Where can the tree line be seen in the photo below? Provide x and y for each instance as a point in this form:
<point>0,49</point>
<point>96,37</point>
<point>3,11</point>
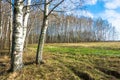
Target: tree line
<point>37,21</point>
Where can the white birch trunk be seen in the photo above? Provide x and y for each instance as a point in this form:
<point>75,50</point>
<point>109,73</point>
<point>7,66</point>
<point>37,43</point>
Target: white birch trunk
<point>17,38</point>
<point>25,20</point>
<point>42,34</point>
<point>0,19</point>
<point>11,22</point>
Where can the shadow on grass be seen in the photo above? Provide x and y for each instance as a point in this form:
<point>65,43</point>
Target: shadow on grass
<point>109,72</point>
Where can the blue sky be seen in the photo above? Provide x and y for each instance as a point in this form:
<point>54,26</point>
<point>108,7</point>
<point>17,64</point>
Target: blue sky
<point>106,9</point>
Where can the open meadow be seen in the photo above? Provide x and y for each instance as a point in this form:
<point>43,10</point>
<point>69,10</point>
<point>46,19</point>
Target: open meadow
<point>67,61</point>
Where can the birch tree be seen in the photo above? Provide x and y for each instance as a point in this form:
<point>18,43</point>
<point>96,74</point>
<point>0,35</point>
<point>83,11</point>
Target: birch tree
<point>19,33</point>
<point>46,13</point>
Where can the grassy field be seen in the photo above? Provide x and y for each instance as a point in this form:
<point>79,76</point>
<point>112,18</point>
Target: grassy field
<point>74,61</point>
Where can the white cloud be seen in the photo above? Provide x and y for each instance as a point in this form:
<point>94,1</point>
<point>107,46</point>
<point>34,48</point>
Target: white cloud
<point>112,4</point>
<point>80,13</point>
<point>90,2</point>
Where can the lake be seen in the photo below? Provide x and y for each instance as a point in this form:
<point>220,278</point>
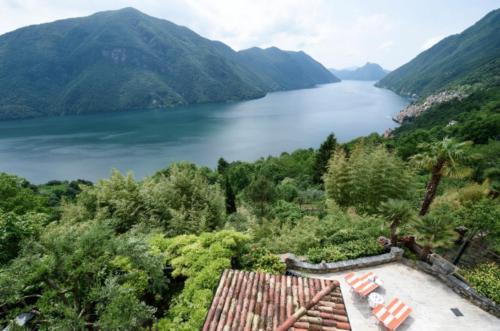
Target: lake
<point>89,146</point>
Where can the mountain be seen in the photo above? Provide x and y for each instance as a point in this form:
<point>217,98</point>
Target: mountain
<point>470,57</point>
<point>284,69</point>
<point>370,71</point>
<point>125,60</point>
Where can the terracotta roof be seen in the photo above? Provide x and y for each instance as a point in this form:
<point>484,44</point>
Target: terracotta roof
<point>252,301</point>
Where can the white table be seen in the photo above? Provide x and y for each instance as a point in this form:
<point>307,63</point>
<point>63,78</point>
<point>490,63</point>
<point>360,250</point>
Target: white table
<point>375,299</point>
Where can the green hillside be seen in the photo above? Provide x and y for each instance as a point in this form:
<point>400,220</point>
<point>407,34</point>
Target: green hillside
<point>470,57</point>
<point>124,60</point>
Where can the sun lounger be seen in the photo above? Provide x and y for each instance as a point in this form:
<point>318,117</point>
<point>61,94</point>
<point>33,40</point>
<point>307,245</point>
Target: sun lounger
<point>393,315</point>
<point>363,285</point>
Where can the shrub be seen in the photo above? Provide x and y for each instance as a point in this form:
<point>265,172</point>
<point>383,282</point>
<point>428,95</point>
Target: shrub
<point>260,259</point>
<point>328,253</point>
<point>346,251</point>
<point>200,260</point>
<point>485,278</point>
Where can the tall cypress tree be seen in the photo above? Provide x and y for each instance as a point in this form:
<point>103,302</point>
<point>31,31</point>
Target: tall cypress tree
<point>323,155</point>
<point>230,197</point>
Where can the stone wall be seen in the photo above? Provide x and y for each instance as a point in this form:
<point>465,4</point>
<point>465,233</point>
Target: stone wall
<point>293,263</point>
<point>447,272</point>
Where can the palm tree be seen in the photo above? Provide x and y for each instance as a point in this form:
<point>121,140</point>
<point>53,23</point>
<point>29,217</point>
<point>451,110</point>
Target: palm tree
<point>442,158</point>
<point>433,232</point>
<point>396,213</point>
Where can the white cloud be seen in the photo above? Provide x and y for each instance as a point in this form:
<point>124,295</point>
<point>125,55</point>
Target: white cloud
<point>337,33</point>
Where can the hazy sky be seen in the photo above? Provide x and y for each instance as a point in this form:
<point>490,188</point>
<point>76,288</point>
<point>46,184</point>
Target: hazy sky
<point>337,33</point>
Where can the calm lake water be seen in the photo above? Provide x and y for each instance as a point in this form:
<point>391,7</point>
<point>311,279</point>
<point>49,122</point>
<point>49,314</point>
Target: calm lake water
<point>90,146</point>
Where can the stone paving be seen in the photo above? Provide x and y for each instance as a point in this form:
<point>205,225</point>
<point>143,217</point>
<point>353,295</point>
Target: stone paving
<point>430,299</point>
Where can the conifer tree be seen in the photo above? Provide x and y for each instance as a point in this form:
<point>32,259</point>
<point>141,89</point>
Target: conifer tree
<point>322,157</point>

+++

All lines of the material that contain the word "below" should be listed.

Where can the tree line be seen in the photo below? Provide x and y for each instance as a point in this form:
Where can the lake be seen in the photo below? Provide x and y for each instance as a point in this form:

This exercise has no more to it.